◆ Текстовый блок ◆
· · · · · · ·

Оставим на совести журналиста «Варяга» утверждение, что домовладельцев заставляли ремонтировать мостовые (это входило в обязанности городской управы), но тротуары они должны были содержать в порядке, а также поддерживать в чистоте улицы, убирать и вывозить за город снег. Насколько добросовестно они выполняли эти обязанности, свидетельствует замечание фельетониста журнала «Искры» в 1901 году: «…запоздавшая зима усердно делает свое дело, сыплет и сыплет снегом. И сколько навалило этого снегу! Окраины Москвы и Богом хранимое Замоскворечье, положим, не все, а где вывозка снегу не практикуется за убожеством домовладельцев, где хибарки, а не дома стоят, – положительно завалены сугробами. На дворы и сады даже по Пятницкой, Ордынке и Полянке лучше и не заглядывать: совершенные снеговые Монбланы там. Бутырки едва видны из-за снеговых валов. На гористой Божедомке кто-то вздумал рыть яму. Рыл, рыл: аршина четыре в снегу вырыл и все до земли не добрался. Так яма и стоит…
– А если кто упадет? – спрашиваю. – Закричит – и вытащут, – успокоил меня дворник. – На Масленой двое пьяненьких сковырнулись и в лучшую там спать улеглися. Ничего, не расшиблись: снегу много.
– И замерзли?
– Как замерзли, в снегу тепло…
– Наше горе в сем году – снег, – говорил мне с сокрушением домовладелец с Тверской. – Масленичные расходы подшибли, а теперь вывозка снега доконала. Думаю сделать на жильцов легонькую надбавку.
– Помилуйте, да чем же они виноваты?
– А я чем виноват? – возразил домовладелец.
Вот бедняки! по пословице: «Спали, спали – и выспали». Съемщик квартир в Москве – своего рода легендарный Макар, на которого сыплются все шишки и больно ушибают».
Следует пояснить, что городские власти, требуя вывозить снег за черту Москвы на специально устроенные свалки, исходили из соображений санитарии. Из-за пребывания на улицах множества лошадей, сгребаемый с мостовых снег был перемешан с навозом. Нетрудно догадаться, что происходило с ним весной, когда начинало пригревать солнышко. По этой причине на лед Москвы-реки дозволялось сбрасывать только чистый снег и, конечно же, запрещалось накапливать «грязный» вблизи жилья. Только вот, судя по свидетельству очевидца, домовладельцы не спешили подчиниться правилам:
«Как много на улицах Москвы снегу! До того много, что, например на Тверской, он, обращенный в грязный песок, достает до колен переходящим улицу. Никакие калоши не помогают. То и дело видишь, как джентльмен или дама на панели сердито вытряхают свою обувь, в которую попало изрядное количество уличной снего-грязи.
– Свозить бы снег надо!
– И свозят, да вишь ты, во дворах весь он сразу не умещается, – возразили мне.
– Как на дворах? Снег следует увозить за город.
Смеются над моим простодушием:
– Москва – дистанция огромного размера. От центра до окраины, где свалки, местами пятнадцать верст. Не навозишься! Дома тоже не как в Петербурге – есть палаты, дома, домики, домишки. Путевых только, хороший доход дающих, мало, за исключением главных торговых».

· · · · · · ·

◆ Условие задания ◆
Продолжите текст о вывозе снега с московских улиц, начиная сразу после его последнего предложения.

◆ Фрагмент данных ◆
· · · · · · ·

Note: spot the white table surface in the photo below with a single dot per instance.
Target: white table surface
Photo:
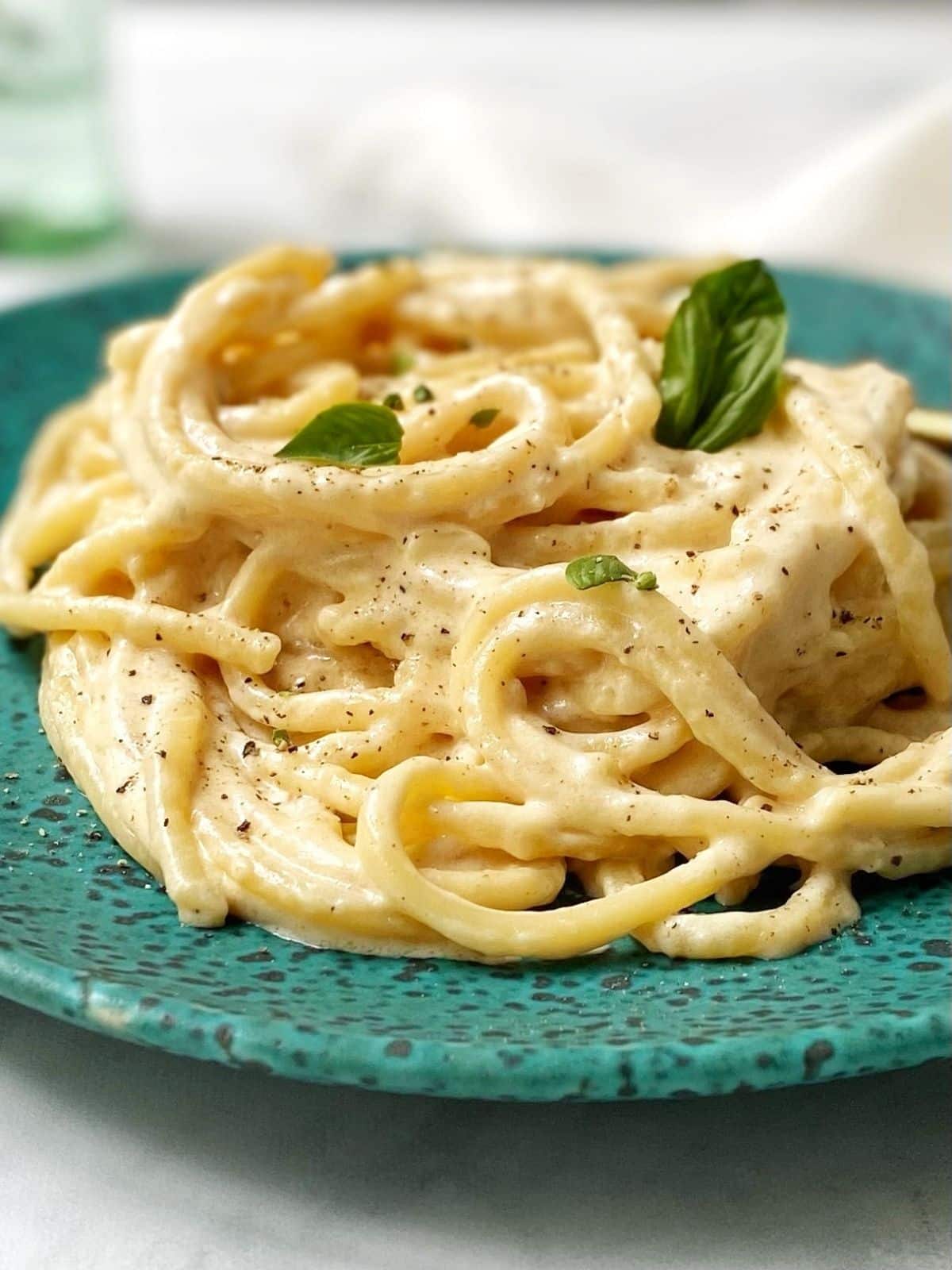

· · · · · · ·

◆ Решённая задача ◆
Последнее замечание подразумевало, что расходы на благоустройство не очень обременяли владельца многоквартирного дома на центральной улице, а вот для хозяина домика на окраине они были слишком тяжелы – сказывалась разница в доходах. В 1905 году по этому поводу группа гласных Думы подала городскому голове заявление, в котором предлагалось «заменить натуральные повинности на денежные и исчислять их сообразно с доходностью владений».
По тем же причинам в Думе обсуждался вопрос: не передать ли полностью в ведение Городской управы содержание тротуаров? Стремление домохозяев сэкономить на ремонте приводило к тому, что пешеходная панель имела весьма неприглядный вид: «Пройдитесь хотя бы только вдоль Китайской стены, по Китайскому проезду, и вы убедитесь, как у нас умеют чинить асфальтовые тротуары и кусочками плиты, и кусочками кирпича…
Если вы вздумаете убедиться, как чинят тротуары плитные, пройдитесь хотя бы по Большой Лубянке, повыше ресторана Билло, и вы увидите, как торчат из этих тротуаров железные полосы, которые образуют канавки для стока воды из дождевых труб: об эти полосы можно разорвать себе обувь и обломать себе ноги…
Да, впрочем, что уж и говорить об этих несомненных мелочах, когда, например, на Петровке, на одной из главных улиц Москвы, среди асфальтовой мостовой, дефекты ее «очень просто» заменены булыжником, который и торчит одним или двумя безобразными пятнами среди асфальта?!»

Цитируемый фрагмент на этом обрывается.